SET TASK ->
Copy out everything from the line containing "point: blue painted" down to the end of the data, switching "gunwale" to "railing" and changing nothing else.
>> begin
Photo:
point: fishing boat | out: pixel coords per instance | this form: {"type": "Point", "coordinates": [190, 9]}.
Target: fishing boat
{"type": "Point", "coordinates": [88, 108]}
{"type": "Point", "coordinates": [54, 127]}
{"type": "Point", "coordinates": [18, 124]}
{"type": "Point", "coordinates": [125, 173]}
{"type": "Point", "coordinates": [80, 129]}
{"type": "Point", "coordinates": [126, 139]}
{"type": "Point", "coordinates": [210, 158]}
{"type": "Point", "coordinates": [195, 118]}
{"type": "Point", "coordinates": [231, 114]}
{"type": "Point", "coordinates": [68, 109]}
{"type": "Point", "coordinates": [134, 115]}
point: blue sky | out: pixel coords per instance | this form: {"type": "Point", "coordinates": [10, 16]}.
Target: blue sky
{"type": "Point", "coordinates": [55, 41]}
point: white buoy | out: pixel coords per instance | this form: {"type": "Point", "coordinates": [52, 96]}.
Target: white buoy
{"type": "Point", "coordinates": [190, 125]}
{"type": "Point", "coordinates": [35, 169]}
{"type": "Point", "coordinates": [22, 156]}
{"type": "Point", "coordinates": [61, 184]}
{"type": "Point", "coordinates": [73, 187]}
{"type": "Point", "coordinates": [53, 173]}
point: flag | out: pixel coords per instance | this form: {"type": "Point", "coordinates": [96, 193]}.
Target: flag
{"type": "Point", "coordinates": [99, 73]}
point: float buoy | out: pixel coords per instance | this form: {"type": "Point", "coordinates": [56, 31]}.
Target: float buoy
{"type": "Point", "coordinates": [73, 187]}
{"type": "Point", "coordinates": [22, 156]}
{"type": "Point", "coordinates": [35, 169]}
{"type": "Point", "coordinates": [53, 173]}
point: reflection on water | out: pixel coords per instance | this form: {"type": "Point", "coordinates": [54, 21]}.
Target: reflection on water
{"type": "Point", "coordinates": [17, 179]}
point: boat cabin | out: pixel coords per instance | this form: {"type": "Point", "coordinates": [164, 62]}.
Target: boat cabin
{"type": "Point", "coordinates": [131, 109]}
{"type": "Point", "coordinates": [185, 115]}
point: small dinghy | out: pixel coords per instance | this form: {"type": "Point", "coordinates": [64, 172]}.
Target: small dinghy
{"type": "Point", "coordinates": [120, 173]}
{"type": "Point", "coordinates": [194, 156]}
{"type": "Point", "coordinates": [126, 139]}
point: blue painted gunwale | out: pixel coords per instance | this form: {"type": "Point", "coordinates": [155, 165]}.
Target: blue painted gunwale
>> end
SOLVED PROBLEM ->
point: blue painted railing | out: pixel coords per instance | this form: {"type": "Point", "coordinates": [155, 165]}.
Target: blue painted railing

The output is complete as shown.